▶ [DOCUMENT TEXT]
Unlike Nausea, the Roads to Freedom series paints a much broader social and political canvas. Sartre’s discovery of John Dos Passos’s Nineteen Nineteen leads him to attempt to incorporate the most intimately personal and most social and public aspects of human existence in a novel. Hence, the series takes the form of a chronicle that deals with the lives of a philosophy professor Mathieu Delarue, his pregnant mistress Marcelle, the younger Ivich and others as these lives unfold in the late 1930s. The series begins with The Age of Reason (Sartre 1945a, 1947e). The second volume is the most successful. In The Reprieve (Sartre 1945c, 1947f), Sartre adapts Dos Passos’s and others’ technique of multiple perspectives to deal with the signing of the Munich Accord, which brought temporary peace to Western Europe but was disastrous for Czechoslovakia. It illustrates perfectly Sartre’s eclectic talents as a novelist as it succeeds admirably in recreating the period’s anguish, confusion and false relief that was the result of the politics of appeasement. Iron in the Soul (Sartre 1949a, 1950b) concludes with the apparently last moments of Mathieu shooting at the advancing Germans from a tower. He “blazes away” at all his past “failures” for “fifteen minutes” (Sartre 1981a: 1344); but is not killed. In The Last Chance (included in Sartre 1981a), the incomplete fourth volume, we encounter Mathieu and others in a POW camp. Ultimately, Sartre had hoped to demonstrate the “conversion” of his main characters into committed persons. But their highly dramatized metamorphoses would also have revealed the limits of Sartre’s project. His very realistically drawn “types” could hardly have been expected to have become “genuinely” existential heroes or villains.

▶ [DATA]
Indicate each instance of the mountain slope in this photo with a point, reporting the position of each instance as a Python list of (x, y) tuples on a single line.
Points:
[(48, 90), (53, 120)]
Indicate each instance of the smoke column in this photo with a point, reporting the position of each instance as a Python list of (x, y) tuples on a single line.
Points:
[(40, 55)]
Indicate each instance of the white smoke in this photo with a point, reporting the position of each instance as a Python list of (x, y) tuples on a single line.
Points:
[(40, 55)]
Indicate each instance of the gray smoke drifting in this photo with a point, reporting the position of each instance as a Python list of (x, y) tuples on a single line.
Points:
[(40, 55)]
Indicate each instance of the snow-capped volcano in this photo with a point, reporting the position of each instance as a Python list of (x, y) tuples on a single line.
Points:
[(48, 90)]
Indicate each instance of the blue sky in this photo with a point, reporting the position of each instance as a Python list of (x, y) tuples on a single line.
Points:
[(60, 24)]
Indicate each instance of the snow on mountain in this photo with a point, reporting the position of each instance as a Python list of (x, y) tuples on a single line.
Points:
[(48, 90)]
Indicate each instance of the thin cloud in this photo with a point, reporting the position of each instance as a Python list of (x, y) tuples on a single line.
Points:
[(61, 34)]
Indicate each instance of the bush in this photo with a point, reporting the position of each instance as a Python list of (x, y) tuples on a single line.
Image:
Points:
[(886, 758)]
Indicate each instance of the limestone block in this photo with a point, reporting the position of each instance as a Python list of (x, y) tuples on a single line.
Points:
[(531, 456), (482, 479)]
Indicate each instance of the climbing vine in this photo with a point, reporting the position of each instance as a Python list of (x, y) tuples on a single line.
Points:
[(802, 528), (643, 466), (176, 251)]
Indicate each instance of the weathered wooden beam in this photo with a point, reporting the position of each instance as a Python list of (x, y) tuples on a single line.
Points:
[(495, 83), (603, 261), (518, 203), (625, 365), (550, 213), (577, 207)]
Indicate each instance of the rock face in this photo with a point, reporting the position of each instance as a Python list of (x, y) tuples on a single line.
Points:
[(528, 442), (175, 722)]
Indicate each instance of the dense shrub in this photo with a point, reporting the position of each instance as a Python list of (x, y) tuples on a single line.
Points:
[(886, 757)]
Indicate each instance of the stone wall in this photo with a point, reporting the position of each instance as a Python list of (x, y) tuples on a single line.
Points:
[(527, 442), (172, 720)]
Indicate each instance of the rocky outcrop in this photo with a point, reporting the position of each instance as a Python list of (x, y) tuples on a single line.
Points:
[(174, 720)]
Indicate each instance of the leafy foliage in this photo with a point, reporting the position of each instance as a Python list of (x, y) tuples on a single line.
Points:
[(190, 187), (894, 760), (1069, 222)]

▶ [TO-DO LIST]
1. Name every volume of the Roads to Freedom series mentioned in the passage on Sartre's novels above.
2. Write the next few sentences of the passage on Sartre's Roads to Freedom, picking up after its final sentence.

▶ [OUTPUTS]
1.
The Age of Reason
The Reprieve
Iron in the Soul
The Last Chance

2.
Sartre the playwright
Sartre’s first play Bariona (Sartre 1962b; also included in Sartre 2005a, as are all Sartre’s other plays discussed below) mixes elements of his own philosophy with biblical and literary sources and demonstrates his conception of the theatre as a world apart and distinct from ours in which speech, gestures and objects operate in a synecdochic relationship with the spectators’ psyche and thereby allow a complete grasp of the underlying message. Bariona accepts the Romans’ demand for an excessive tax increase but then imposes enforced celibacy on his people so that that the tribe will die off. He even insists that his wife abort. However, when the people hear about the Saviour, they disobey his commands and rush to Bethlehem. Bariona follows them and when he looks into Joseph’s eyes he is instantly converted and decides to take on the Roman army to save the life of the Saviour. The “look” will play a significant role in Sartre’s Being and Nothingness, published in 1943. Bariona’s act of defiance prefigures Orestes’s defiant refusal to bow to Jupiter’s authority and Hugo’s quixotic refusal to accept the Party’s latest change of direction.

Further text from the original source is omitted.